## start

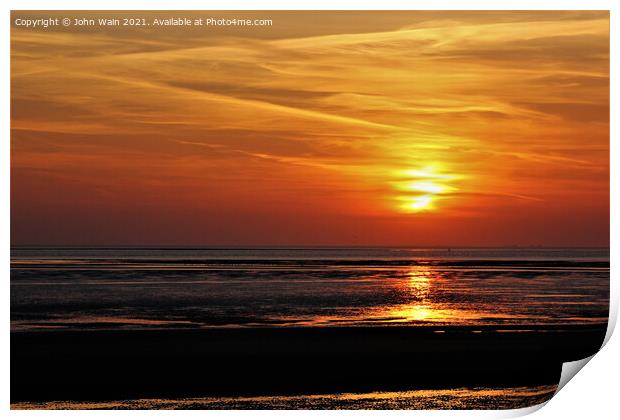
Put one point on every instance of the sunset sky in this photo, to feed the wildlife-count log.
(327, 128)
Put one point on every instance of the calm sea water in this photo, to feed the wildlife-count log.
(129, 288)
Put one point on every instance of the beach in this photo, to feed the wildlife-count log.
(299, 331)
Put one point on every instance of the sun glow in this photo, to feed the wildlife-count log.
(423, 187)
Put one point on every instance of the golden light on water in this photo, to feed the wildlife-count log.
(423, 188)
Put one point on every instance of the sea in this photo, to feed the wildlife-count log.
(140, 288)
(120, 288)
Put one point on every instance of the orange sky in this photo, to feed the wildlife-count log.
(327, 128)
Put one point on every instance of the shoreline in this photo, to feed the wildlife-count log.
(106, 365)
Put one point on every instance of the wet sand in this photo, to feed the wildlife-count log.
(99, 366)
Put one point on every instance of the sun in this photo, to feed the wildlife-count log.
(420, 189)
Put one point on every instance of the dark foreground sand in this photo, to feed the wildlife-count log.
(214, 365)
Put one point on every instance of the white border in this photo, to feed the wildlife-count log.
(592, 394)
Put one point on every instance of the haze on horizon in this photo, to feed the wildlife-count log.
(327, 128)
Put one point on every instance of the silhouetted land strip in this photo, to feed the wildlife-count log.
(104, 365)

## end

* [Goal of the exercise]
Copy out every line of the records above word for word, from first to last, and omit the pictures.

* [Completed task]
Put one point on every instance of the sunset sky in this photo, to feed the wildlife-count log.
(327, 128)
Put one point on every instance of the calm sea water in this photo, to feed the wildlife-count log.
(129, 288)
Put one point on every instance of the beach in this photo, to feed the wildlife-count log.
(299, 331)
Put one point on every instance of the sun glow in this photo, to feed the wildlife-count log.
(423, 187)
Put one point on every instance of the golden light on water in this photo, to feed the wildlife-count log.
(423, 188)
Put one point on every instance of the sea in this photo, to feed the wildlife-count log.
(140, 288)
(120, 288)
Put one point on every instance of the orange sky in this photo, to feed the wildlife-count log.
(327, 128)
Put one point on every instance of the shoreline in this photo, to feed the wildlife-count log.
(106, 365)
Put one point on every instance of the wet sand in this photo, to feed the wildlife-count log.
(99, 366)
Put one point on every instance of the sun in this photo, to feed the wildlife-count log.
(420, 189)
Put one point on every instance of the dark foreground sand in this photo, to feed the wildlife-count log.
(214, 365)
Put one point on every instance of the white border in this photo, to feed the wildlife-count log.
(592, 394)
Put one point on every instance of the haze on horizon in this photo, to feed the wildlife-count log.
(327, 128)
Put one point on every instance of the silhouetted land strip in this photo, to feed the wildlife-count log.
(104, 365)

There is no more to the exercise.